* Goal of the exercise:
Update everything from the first of the lines below down to the line containing "rings combine even-odd" by replacing "brass hinge" with "steel hinge", leaving the rest unchanged. Return only those lines.

* Data in this exercise:

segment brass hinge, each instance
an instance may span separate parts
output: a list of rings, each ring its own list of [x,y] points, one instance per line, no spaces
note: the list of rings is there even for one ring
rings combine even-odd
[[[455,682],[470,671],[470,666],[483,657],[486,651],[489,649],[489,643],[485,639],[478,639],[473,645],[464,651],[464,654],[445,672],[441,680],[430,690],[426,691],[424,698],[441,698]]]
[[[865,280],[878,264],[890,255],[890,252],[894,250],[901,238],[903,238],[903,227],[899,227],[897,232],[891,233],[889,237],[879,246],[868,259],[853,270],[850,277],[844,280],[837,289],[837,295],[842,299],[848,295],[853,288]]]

* Answer to the problem:
segment steel hinge, each instance
an instance may span separate parts
output: a list of rings, each ring its own list of [x,y] points, one instance per line, no spaces
note: the list of rings is there even for one ring
rings combine even-odd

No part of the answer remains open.